═══ EXTRAIT DE TEXTE ═══
Ces dispositions ont évidemment fait perdre aux dits
domaines, et aux divers versements imposés en échange de leur cession à la Société
générale la qualité d'une propriété du roi, S.M. ayant transféré ses droits à
cet égard, soit à la liste civile, soit au syndicat d'amortissement, soit au
trésor de l'Etat. Il résulte de cet état des choses que les dits versements
devenus une créance de l'Etat, sont dus depuis la séparation, en partie à la Hollande et en partie à la Belgique, en proportion
de la valeur des domaines, soit déjà vendus, soit non vendus, situés sur l'un
ou l'autre territoire. Mais la décision de cette question et la fixation de la
proportion dans laquelle les versements dus par la Banque depuis 1830, et ceux
à échoir encore d'ici à là dissolution de cet établissement, devront être
partagés entre les deux pays, est évidemment du ressort des tribunaux belges,
auprès desquels l'un et l'autre gouvernements auront à produire leurs actions
contre la banque, laquelle mise en cause par l'un des deux, sera dans le cas de
provoquer l'action de l'autre pour parvenir à un résultat complet. .
Il parait, en conséquence, qu'il n'est nullement nécessaire
dans l'intérêt de la Belgique
de se pourvoir d'une décision sur ce point dans la voie diplomatique, et qu'il
n'appartient nullement à la Conférence de s'occuper de ce qui est uniquement
de la compétence des tribunaux. »)
Pour les articles additionnels
destinés à bien déterminer le sens de certaines dispositions de l'article 9, la
conversation fut longue.
« Je regrette vivement, dit à
ce sujet lord Palmerston, que le gouvernement belge persévérant, malgré mes
observations, dans le système qu'il a cru devoir adopter dès le début de la
négociation, se soit constamment refusé à nous fournir, sur la navigation de
l'Escaut, les données et renseignements dont nous avions besoin pour rendre
l'article 9 du traité (page 326) plus complet, plus satisfaisant. Si, dès les
premiers jours, vous eussiez été autorisés à entrer sérieusement en
négociations sur ce point, cet article ne serait pas aujourd'hui sujet aux
objections que l'on présente en Belgique contre son acceptation (Note de bas de page : Le
chevalier de Theux n'acceptait pas ces critiques de lord Palmerston : « Il
résulte de votre rapport du 5 mars dernier, n°47, écrivait-il à M. van de Weyer
le 5 avril, que lord Palmerston parait attribuer les imperfections que l'on
signale dans la rédaction de l'article 9, à cette circonstance que l'on
n'aurait point fourni, en temps opportun, les éclaircissements et les données
nécessaires et que Sa Seigneurie allègue qu'aujourd'hui que l'adhésion a été
donnée au traité par l'une des parties, des modifications ne sont plus
possibles.
═══
### CONSIGNES
- 1) Dans l'extrait de texte, relevez tous les destinataires auxquels S.M. a transféré ses droits sur les domaines.
- 2) Condensez le paragraphe de l'extrait de texte qui commence par « Ces dispositions ont évidemment » en conservant ses faits principaux.
═══ JEU DE DONNÉES ═══
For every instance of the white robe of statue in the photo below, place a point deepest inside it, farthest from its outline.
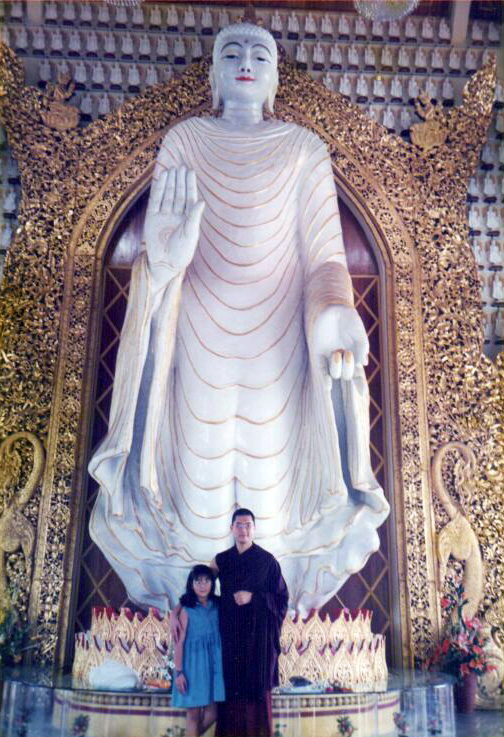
(221, 396)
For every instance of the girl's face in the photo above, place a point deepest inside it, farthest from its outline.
(202, 587)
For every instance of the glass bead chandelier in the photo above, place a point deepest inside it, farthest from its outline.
(385, 10)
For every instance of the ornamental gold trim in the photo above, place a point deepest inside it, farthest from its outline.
(78, 183)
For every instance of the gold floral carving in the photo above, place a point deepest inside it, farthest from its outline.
(457, 538)
(434, 131)
(79, 182)
(60, 116)
(15, 529)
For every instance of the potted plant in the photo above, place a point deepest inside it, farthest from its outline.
(461, 652)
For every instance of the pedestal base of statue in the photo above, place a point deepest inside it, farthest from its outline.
(39, 704)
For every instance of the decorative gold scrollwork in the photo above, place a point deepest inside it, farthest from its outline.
(15, 530)
(457, 538)
(433, 131)
(61, 116)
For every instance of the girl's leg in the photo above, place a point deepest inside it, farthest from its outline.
(209, 715)
(193, 722)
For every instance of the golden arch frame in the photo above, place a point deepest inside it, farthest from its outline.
(76, 185)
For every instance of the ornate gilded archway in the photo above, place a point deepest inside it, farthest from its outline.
(77, 184)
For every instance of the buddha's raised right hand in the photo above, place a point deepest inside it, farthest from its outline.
(172, 224)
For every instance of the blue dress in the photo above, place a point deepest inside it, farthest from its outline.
(202, 660)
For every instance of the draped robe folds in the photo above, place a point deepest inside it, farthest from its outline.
(219, 399)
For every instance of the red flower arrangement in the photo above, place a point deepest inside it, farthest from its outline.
(461, 651)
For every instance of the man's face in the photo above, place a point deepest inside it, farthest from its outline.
(243, 529)
(246, 70)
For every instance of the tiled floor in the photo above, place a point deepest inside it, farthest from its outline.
(481, 724)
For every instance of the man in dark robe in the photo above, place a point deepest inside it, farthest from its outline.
(253, 606)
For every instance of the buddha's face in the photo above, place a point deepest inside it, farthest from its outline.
(246, 70)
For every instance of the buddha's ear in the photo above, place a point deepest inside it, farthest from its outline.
(215, 89)
(270, 100)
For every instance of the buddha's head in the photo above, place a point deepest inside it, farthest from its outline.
(245, 66)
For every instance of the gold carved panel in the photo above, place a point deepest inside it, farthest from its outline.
(78, 182)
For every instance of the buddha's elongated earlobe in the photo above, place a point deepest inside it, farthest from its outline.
(215, 89)
(270, 100)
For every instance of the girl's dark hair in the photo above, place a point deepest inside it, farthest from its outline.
(190, 599)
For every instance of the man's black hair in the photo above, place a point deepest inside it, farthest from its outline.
(242, 513)
(190, 599)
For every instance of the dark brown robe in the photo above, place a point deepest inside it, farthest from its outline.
(250, 637)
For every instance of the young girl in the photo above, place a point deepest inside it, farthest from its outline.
(198, 657)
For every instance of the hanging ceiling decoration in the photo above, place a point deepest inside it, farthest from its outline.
(385, 10)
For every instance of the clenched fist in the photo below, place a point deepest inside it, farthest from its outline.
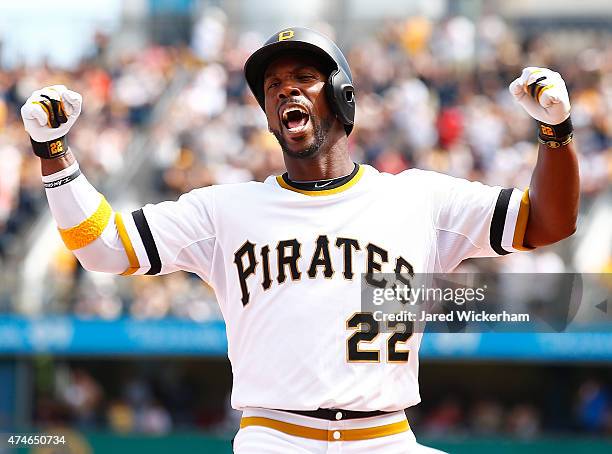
(542, 93)
(48, 114)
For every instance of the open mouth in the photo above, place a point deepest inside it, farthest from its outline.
(295, 118)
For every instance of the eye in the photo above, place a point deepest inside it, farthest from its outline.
(273, 84)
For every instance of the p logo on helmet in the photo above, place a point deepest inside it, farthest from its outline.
(339, 88)
(285, 34)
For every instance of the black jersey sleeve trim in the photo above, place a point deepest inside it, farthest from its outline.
(147, 240)
(499, 221)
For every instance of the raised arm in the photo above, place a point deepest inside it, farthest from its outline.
(554, 189)
(85, 220)
(155, 239)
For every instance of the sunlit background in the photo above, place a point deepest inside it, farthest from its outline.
(138, 364)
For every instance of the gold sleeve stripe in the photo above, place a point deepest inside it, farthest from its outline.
(127, 245)
(521, 224)
(326, 435)
(87, 231)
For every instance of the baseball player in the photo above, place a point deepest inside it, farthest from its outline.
(311, 372)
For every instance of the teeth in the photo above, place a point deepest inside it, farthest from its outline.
(293, 109)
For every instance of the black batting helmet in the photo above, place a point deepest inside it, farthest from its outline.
(339, 87)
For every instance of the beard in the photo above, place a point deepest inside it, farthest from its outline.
(320, 129)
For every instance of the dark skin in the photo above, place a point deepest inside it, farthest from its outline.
(553, 192)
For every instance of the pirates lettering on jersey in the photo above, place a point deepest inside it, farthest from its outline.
(246, 259)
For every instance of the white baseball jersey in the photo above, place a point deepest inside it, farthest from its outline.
(286, 266)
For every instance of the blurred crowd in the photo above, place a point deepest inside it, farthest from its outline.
(143, 403)
(430, 95)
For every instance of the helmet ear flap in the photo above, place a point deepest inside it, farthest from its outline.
(341, 95)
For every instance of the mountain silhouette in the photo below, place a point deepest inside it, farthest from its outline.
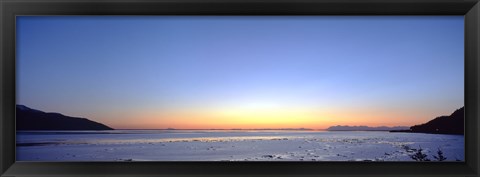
(452, 124)
(31, 119)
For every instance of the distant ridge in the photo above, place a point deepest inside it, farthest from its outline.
(364, 128)
(31, 119)
(453, 124)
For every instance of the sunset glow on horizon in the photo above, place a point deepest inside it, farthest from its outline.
(231, 72)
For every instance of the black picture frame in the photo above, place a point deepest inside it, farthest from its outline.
(12, 8)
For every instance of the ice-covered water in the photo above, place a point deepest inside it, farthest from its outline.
(183, 145)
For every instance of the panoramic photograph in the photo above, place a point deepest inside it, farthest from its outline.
(240, 88)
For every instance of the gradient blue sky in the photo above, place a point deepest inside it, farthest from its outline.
(242, 72)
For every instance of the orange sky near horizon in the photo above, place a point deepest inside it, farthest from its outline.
(260, 116)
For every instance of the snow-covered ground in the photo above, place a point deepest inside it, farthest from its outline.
═══
### RÉPONSES PAR CONSIGNE
- 1)
- la liste civile
- le syndicat d'amortissement
- le trésor de l'Etat

- 2) Ces dispositions ont retiré aux domaines, ainsi qu'aux versements imposés en échange de leur cession à la Société générale, la qualité de propriété du roi. S.M. a en effet transféré ses droits à la liste civile, au syndicat d'amortissement ou au trésor de l'Etat. Devenus une créance de l'Etat, ces versements sont dus depuis la séparation en partie à la Hollande et en partie à la Belgique. Leur partage se fait en proportion de la valeur des domaines, vendus ou non, situés sur chaque territoire. La répartition des versements dus par la Banque depuis 1830, et de ceux à échoir jusqu'à sa dissolution, relève des tribunaux belges. Les deux gouvernements y produiront leurs actions contre la banque. Mise en cause par l'un d'eux, celle-ci pourra provoquer l'action de l'autre pour parvenir à un résultat complet.